Berliner Charité: Tarifvertrag für mehr Personal gilt als Testlauf für gute Arbeit und Pflege
Carsten Becker ist Sprecher der ver.di-Betriebsgruppe und Mitglied der gewerkschaftlichen Verhandlungskommission am Berliner Uniklinikum Charité. Mit ihm sprach Daniel Behruzi über den Stand des Tarifkonflikts.
Wochenlang hat man in der Öffentlichkeit kaum etwas vom Tarifkonflikt um mehr Personal am Berliner Uniklinikum Charité mitbekommen. Nun gibt es eine Einigung. Wie ist das gekommen?
Der Grund für die relative Stille war das Schlichtungsabkommen, auf das die Arbeitgeber zu Beginn der Verhandlungen bestanden hatten. Während der Schlichtungsphase durfte es demnach keine Kommunikation nach außen geben. Wir hatten in diesen Gesprächen harte Auseinandersetzungen, da die Diskrepanz zwischen den Forderungen von ver.di und den Angeboten des Arbeitgebers sehr groß war. Der Kompromiss sieht vor, in einer nur bis Ende 2014 laufenden Vereinbarung Maßnahmen zur Verbesserung der Situation zu testen. Die Charité-Leitung sagt verbindlich zu, in dieser Zeit 80 zusätzliche Pflegekräfte einzustellen.

Daten zu Referenzausdrücken:
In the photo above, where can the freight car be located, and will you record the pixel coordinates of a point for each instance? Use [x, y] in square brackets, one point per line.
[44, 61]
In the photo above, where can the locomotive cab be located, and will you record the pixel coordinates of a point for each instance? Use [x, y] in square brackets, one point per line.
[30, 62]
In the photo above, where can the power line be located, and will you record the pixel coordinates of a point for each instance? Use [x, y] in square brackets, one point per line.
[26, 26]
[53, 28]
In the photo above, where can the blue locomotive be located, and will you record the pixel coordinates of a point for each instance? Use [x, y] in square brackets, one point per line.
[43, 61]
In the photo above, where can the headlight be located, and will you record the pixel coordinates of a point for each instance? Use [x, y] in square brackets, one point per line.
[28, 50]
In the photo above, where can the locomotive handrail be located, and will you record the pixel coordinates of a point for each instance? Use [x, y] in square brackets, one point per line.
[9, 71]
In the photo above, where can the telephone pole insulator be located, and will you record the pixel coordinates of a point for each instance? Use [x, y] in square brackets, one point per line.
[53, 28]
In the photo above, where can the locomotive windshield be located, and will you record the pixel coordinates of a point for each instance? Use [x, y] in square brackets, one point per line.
* * *
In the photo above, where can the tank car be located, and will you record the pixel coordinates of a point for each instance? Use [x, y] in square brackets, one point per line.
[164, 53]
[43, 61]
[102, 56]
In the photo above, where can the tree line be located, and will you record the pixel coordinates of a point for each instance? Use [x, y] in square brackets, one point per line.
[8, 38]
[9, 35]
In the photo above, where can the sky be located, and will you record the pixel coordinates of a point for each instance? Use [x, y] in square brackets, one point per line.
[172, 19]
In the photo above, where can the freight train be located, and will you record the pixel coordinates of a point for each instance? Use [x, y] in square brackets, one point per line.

### ÜBUNGSAUFGABEN
A: Wie viele zusätzliche Pflegekräfte sagt die Charité-Leitung laut dem Text über den Tarifkonflikt an der Charité verbindlich zu?
B: Führen Sie den Text über den Tarifkonflikt an der Charité im Anschluss an seinen letzten Satz fort.
Die Daten haben mit dem Text nichts zu tun.

### LÖSUNGEN
A: 80 zusätzliche Pflegekräfte.

B:
80 neue Stellen bei rund 3.500 Vollkräften im Pflege- und Funktionsdienst der Charité – reicht das aus, um der Überlastung der Beschäftigten ein Ende zu setzen?
Ganz gewiss nicht. Das gibt selbst der Arbeitgeber zu. Die 80 zusätzlichen Vollkräfte können keinesfalls das Ende der Fahnenstange sein, sondern nur der erste Schritt zu einer wirklichen Verbesserung der Situation. Die nun erzielte Vereinbarung ist dennoch ein wichtiger Erfolg: Damit wird weiterem Personalabbau ein Riegel vorgeschoben, die 80 Stellen müssen tatsächlich oben drauf kommen. Wir haben bis Jahresende die Möglichkeit zu erproben, was nötig ist, um die Überlastung im Interesse von Beschäftigten und Patienten zu beenden.
Das ist auch aus einem ganz praktischen Grund sinnvoll: Es gibt bislang in keinem Krankenhaus einen Tarifvertrag über Personalstandards. Nun können wir ausprobieren, wie das funktioniert. Und zum Jahreswechsel haben wir alle Karten in der Hand, auf Grundlage dieser Erfahrungen weitere Verbesserungen durchzusetzen. Dies ist also nicht das Ende der Auseinandersetzung um genügend Personal, sondern ein wichtiger Zwischenschritt.
Was passiert, wenn zum Jahresende klar ist: Die 80 Stellen haben nicht gereicht, um die Arbeitsbedingungen grundlegend zu verbessern?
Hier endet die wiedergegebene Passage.